→ **Input records**

▼▼▼

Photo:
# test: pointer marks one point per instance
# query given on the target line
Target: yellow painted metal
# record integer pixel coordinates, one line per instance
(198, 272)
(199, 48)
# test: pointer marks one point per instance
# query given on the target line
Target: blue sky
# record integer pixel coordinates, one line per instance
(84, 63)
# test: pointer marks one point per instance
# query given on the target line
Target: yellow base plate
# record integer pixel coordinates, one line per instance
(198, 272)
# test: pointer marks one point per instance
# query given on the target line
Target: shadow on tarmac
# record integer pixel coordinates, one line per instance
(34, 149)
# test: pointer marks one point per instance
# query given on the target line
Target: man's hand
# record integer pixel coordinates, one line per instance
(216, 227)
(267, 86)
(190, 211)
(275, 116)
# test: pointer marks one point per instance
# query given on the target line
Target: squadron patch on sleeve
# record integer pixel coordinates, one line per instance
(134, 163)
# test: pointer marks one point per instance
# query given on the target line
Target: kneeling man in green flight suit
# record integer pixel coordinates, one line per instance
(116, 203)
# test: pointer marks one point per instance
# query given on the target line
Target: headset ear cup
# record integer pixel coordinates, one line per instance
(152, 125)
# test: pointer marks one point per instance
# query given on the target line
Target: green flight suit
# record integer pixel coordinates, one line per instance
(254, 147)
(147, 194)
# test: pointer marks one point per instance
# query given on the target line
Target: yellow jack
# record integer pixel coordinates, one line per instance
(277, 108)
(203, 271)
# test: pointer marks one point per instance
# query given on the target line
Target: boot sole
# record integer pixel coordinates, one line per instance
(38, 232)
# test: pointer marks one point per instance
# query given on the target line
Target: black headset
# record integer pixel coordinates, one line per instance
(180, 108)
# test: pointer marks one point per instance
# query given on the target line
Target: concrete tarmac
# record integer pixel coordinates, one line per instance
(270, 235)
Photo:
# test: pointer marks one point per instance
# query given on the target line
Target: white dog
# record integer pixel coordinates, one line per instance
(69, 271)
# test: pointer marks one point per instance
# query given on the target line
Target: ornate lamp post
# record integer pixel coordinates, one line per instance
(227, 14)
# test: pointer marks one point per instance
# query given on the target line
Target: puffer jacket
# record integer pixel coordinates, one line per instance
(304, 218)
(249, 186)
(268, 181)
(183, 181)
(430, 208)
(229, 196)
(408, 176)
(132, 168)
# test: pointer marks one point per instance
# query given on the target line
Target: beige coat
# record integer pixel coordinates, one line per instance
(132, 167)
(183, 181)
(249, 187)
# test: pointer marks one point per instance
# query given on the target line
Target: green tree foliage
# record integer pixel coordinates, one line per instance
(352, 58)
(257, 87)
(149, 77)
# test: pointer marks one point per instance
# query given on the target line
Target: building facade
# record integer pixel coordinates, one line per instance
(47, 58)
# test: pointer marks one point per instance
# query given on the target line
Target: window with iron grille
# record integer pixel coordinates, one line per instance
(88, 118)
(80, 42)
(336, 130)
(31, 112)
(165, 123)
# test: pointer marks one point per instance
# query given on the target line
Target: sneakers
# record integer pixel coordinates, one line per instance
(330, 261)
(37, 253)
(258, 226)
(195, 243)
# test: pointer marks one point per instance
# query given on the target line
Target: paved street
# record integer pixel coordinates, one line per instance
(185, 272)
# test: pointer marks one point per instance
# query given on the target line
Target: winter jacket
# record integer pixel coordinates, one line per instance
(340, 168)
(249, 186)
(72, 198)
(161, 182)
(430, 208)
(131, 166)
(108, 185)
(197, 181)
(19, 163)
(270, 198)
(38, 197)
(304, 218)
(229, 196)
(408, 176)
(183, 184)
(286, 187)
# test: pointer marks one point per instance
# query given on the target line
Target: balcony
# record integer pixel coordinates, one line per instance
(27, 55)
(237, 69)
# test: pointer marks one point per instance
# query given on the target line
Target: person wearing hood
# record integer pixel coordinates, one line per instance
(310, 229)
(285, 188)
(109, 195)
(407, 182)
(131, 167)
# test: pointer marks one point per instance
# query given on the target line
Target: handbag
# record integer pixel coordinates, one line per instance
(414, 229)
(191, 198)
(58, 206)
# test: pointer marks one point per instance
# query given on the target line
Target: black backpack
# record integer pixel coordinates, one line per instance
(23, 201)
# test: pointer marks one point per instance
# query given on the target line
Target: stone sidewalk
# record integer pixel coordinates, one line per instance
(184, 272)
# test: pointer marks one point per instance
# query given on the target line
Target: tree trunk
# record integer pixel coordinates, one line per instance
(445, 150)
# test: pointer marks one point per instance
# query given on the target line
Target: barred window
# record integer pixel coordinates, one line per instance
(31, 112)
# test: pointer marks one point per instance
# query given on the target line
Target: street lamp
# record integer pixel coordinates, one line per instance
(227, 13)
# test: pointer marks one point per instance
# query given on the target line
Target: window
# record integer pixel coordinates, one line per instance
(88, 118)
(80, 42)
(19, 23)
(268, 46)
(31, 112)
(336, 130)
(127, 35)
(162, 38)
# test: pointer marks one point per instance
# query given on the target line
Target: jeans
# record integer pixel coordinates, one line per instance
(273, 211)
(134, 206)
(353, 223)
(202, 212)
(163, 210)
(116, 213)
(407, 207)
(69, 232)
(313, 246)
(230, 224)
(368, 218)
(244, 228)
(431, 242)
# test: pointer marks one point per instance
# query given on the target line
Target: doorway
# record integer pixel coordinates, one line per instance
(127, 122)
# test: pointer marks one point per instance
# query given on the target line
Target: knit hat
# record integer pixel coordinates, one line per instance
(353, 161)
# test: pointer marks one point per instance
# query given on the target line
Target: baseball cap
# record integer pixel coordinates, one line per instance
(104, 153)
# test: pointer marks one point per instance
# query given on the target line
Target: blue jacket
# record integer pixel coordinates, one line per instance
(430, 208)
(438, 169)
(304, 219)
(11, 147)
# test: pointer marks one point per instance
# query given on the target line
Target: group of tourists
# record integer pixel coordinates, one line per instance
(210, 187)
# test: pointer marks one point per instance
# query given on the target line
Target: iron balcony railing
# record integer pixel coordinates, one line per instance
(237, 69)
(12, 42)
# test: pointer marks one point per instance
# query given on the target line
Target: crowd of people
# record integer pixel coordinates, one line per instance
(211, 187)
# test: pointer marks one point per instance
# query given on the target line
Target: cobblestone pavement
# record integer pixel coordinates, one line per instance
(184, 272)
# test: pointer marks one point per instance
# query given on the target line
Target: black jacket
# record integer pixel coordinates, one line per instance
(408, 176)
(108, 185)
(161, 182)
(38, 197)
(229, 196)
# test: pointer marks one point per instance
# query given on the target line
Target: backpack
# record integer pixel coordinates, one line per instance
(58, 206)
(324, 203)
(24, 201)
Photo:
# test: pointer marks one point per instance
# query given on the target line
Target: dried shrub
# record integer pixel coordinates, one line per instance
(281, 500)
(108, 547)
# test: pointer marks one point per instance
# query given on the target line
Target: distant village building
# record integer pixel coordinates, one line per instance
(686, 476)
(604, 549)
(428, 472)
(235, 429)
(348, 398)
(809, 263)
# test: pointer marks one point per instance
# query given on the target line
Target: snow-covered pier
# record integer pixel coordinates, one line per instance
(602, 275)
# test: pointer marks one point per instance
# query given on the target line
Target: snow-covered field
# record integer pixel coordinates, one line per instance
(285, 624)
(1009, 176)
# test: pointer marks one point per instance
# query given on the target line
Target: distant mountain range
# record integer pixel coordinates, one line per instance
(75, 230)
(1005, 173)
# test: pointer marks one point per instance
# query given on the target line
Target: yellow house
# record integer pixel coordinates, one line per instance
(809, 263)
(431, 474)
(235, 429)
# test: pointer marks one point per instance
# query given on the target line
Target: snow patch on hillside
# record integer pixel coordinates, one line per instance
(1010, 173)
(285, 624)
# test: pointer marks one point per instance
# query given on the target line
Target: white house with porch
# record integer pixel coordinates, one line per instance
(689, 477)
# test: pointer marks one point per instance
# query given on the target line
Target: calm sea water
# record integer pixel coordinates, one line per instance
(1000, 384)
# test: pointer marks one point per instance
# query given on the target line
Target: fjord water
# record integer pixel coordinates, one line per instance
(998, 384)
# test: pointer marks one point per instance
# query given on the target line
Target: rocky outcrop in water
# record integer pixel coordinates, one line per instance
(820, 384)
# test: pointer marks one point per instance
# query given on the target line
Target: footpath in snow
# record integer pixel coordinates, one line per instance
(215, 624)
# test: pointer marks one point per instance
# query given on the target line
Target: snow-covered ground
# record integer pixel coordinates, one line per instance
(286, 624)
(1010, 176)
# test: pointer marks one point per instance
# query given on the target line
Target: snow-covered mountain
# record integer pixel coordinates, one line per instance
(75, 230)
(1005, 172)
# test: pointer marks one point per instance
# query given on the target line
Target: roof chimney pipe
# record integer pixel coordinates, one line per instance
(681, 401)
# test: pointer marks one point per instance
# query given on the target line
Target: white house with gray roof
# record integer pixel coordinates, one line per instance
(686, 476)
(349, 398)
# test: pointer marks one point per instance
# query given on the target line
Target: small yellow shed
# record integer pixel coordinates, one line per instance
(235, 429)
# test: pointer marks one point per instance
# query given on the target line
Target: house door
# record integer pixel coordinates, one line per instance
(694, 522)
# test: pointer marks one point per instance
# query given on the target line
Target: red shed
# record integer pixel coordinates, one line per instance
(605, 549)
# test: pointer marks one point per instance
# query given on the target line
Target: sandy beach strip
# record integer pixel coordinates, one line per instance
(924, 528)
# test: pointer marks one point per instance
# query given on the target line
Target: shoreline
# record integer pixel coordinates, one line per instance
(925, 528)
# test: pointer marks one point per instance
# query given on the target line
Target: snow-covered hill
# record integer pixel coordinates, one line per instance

▲▲▲

→ **Task instructions**
Report how many lines of the rows above contain the word "iron". Give only the number.

→ **The reply**
2